* [Aim] Rewrite the lines from the one containing "Return the outline of every instance of the green" through the one containing "215 179 L 244", inclusive, as a two-column CSV with the headers instruction and response. Each row should hold the text in a quoted instruction field and its matching outline in a quoted response field, with line breaks changed to spaces.

* [Entries provided]
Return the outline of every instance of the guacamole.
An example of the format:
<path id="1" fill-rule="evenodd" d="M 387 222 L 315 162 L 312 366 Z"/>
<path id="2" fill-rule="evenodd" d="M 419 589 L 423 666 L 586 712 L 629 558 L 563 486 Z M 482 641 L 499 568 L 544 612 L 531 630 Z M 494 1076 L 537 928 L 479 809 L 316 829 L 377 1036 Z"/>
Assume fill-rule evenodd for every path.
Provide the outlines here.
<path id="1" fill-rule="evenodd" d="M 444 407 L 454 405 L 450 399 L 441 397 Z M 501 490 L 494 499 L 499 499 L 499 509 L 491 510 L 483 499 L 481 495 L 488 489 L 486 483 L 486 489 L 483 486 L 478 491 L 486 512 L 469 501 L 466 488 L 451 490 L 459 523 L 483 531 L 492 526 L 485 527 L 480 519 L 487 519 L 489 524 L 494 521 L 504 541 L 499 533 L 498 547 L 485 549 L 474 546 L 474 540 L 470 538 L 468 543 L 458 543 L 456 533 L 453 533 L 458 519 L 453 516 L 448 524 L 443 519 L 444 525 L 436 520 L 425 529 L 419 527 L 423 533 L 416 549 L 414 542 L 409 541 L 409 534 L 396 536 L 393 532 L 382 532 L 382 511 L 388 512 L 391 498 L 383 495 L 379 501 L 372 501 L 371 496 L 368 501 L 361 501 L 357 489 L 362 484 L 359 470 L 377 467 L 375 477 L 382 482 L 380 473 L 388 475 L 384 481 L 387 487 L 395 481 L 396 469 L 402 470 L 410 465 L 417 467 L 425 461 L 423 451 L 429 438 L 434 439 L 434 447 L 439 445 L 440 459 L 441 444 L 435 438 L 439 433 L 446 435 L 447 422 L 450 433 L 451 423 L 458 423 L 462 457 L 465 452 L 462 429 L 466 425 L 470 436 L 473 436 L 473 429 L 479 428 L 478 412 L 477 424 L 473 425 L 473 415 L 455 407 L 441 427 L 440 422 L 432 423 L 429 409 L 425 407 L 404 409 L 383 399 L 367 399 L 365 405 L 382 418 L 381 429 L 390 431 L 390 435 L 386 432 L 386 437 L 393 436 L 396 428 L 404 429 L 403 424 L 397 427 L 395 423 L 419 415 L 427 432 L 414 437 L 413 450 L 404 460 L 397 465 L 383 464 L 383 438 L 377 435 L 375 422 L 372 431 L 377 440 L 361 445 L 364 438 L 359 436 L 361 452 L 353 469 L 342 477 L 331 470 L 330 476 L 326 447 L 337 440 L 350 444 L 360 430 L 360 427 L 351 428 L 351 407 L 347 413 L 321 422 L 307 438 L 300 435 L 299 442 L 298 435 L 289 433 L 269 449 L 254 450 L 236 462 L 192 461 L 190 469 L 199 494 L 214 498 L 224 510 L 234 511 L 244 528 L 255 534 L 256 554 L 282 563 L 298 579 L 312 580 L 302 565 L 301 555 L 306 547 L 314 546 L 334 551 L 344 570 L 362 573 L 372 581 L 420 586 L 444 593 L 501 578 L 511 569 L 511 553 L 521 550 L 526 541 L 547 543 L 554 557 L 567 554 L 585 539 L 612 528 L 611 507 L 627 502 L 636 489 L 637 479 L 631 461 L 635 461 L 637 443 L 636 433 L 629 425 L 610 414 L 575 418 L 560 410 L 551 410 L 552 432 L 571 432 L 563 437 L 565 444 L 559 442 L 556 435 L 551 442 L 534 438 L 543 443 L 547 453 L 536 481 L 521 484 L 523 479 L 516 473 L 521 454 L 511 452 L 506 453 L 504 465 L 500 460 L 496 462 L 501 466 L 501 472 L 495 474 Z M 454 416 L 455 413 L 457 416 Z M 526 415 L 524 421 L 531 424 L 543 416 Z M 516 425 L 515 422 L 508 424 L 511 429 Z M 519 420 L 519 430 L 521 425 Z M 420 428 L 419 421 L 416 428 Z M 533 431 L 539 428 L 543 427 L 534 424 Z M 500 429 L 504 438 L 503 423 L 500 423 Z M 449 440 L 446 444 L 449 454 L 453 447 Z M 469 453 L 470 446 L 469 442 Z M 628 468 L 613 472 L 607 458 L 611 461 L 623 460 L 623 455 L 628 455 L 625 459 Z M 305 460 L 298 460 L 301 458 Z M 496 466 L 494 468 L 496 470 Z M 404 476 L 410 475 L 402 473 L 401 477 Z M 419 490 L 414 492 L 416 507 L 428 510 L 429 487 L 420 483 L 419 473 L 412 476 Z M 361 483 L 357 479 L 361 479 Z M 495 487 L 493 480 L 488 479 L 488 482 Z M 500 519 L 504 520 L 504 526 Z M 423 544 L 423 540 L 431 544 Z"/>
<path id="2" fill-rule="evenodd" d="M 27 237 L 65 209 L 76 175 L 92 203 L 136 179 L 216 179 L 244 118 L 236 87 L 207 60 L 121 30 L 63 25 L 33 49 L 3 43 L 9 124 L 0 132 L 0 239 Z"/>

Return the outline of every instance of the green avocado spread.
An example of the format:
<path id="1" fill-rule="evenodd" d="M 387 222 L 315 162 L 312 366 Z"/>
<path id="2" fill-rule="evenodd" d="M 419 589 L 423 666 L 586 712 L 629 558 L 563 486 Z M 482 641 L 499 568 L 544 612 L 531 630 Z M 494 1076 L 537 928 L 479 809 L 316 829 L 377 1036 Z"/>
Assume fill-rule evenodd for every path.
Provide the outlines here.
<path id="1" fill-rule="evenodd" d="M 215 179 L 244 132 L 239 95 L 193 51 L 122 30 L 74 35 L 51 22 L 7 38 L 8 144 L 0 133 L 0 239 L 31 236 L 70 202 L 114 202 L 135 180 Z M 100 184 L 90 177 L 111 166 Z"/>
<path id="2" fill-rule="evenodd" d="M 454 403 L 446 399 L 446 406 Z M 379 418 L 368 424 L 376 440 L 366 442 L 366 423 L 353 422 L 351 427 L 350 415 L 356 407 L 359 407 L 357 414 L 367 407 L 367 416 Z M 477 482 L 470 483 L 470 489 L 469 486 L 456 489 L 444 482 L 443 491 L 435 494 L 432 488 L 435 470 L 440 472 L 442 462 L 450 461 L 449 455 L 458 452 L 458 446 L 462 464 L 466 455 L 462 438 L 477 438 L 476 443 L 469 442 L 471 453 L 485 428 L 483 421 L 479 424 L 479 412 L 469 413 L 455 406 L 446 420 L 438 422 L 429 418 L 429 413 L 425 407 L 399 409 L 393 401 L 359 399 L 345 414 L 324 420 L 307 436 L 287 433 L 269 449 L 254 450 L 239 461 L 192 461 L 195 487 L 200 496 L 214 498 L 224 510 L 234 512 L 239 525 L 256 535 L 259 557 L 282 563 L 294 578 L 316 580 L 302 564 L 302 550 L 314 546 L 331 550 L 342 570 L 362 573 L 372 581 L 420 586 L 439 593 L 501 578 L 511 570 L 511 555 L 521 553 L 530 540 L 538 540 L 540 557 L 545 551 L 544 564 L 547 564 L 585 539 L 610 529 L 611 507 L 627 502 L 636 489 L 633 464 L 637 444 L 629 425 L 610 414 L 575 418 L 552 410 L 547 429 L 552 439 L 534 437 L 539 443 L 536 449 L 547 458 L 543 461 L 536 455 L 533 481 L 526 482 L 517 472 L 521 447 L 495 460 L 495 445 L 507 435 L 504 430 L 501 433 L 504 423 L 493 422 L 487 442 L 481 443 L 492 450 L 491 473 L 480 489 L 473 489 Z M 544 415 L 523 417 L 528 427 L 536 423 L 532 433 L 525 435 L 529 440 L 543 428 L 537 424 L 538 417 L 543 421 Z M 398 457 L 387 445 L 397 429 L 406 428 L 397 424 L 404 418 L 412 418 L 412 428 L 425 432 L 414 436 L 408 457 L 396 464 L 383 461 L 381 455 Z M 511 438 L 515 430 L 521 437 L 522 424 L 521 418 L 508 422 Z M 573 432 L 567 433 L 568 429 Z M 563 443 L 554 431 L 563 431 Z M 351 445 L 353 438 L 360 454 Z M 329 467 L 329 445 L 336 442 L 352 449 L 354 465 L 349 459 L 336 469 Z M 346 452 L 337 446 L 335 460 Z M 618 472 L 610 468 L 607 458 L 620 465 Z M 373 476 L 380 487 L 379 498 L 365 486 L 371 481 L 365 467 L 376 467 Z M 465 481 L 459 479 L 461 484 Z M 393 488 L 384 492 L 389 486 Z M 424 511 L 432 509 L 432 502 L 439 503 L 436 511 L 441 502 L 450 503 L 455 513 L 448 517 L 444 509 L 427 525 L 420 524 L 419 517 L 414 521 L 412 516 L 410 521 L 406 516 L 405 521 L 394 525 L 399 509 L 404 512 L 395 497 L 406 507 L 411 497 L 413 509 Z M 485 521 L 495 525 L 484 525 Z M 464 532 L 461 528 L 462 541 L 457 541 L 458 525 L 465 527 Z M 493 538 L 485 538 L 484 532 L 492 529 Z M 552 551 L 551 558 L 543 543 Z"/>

* [Completed exercise]
instruction,response
"Return the outline of every instance of the green avocado spread. An example of the format: <path id=""1"" fill-rule=""evenodd"" d=""M 387 222 L 315 162 L 312 366 Z""/> <path id=""2"" fill-rule=""evenodd"" d=""M 419 589 L 423 666 L 586 712 L 629 558 L 563 486 Z M 482 641 L 499 568 L 544 612 L 531 630 Z M 494 1076 L 537 928 L 479 809 L 316 829 L 377 1036 Z""/> Assume fill-rule evenodd for every path. Provide the outlines here.","<path id=""1"" fill-rule=""evenodd"" d=""M 215 179 L 244 132 L 239 95 L 193 51 L 122 30 L 74 35 L 51 22 L 7 38 L 8 144 L 0 133 L 0 239 L 31 236 L 70 202 L 114 202 L 135 180 Z M 100 184 L 90 177 L 111 166 Z""/>"